Put simply, a gluten-free facility is one that packages under a tolerable level of gluten.

Gluten-free means the facility can package under a tolerable level of gluten of 20 PPM. The current international Codex Alimentarius sets the standards for these levels. Most facilities will package products with gluten in them, but they can claim gluten-free as long as the levels are low.

Currently, there are no laws in the United States for labeling foods as gluten-free. This is because many of the inherently gluten-free grains, seeds, and flours are contaminated with gluten. By eating these, you have inadvertently consumed gluten, so there are no set laws on gluten-free food or facilities. However, date code labels are still required for all foods.

Gluten causes many problems, and most people with celiac disease can safely consume particular oats and seeds containing gluten. Just remember that because it says gluten-free does not mean there is no evidence of gluten.

Organic Certified Packaging

This type of facility is where the producer and packager adopt organic practices, and the USDA organic regulations recognize four categories.

  1. Crops — a plant grown to be harvested as food, livestock feed, fiber, or used as nutrients.
  2. Livestock — Animals that can be used for food, fiber, or feed
  3. Processed Products — Items that have been handled and packaged (chopped carrots) or combined processed and packaged.
  4. Wild Crops — Plants from a growing site that is not cultivated.

The handling facility may be certified by a private, foreign, or state-run organization that the USDA accredits. Certifying agents are responsible for ensuring that USDA organic products meet the standards set forth by the certification.

### [SOURCE MATERIAL]

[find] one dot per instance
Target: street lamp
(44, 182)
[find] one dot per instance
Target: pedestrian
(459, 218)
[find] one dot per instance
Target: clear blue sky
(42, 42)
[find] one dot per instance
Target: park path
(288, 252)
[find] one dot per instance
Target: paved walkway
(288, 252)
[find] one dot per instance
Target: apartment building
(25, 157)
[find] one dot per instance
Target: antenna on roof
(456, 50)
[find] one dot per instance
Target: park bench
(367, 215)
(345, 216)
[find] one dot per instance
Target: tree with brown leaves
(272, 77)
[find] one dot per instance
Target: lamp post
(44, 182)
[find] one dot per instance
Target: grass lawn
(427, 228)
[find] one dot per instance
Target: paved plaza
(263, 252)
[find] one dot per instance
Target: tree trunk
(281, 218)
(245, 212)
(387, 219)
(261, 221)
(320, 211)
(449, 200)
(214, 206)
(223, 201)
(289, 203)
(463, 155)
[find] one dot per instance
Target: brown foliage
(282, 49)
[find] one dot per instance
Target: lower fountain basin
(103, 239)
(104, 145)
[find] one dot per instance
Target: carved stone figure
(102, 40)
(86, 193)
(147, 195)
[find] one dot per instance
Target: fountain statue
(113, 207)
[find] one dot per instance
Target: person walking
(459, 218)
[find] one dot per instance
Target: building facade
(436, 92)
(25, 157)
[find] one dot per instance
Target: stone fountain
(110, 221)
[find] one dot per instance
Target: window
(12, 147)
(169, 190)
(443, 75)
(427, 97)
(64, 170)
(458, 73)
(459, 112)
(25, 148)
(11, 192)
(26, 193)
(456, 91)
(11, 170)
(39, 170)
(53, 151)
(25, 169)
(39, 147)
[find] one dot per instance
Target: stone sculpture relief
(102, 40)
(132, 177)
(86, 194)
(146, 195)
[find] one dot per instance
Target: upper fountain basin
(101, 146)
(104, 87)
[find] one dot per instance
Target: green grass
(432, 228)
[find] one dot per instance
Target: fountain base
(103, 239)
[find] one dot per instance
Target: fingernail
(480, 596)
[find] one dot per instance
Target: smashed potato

### [WORK ITEM]
In the passage on gluten-free and organic packaging facilities, rewrite everything from "Gluten-free means the" down to "evidence of gluten.", replacing "20 PPM" with "20 parts per million".

### [TASK ANSWER]
Gluten-free means the facility can package under a tolerable level of gluten of 20 parts per million. The current international Codex Alimentarius sets the standards for these levels. Most facilities will package products with gluten in them, but they can claim gluten-free as long as the levels are low.

Currently, there are no laws in the United States for labeling foods as gluten-free. This is because many of the inherently gluten-free grains, seeds, and flours are contaminated with gluten. By eating these, you have inadvertently consumed gluten, so there are no set laws on gluten-free food or facilities. However, date code labels are still required for all foods.

Gluten causes many problems, and most people with celiac disease can safely consume particular oats and seeds containing gluten. Just remember that because it says gluten-free does not mean there is no evidence of gluten.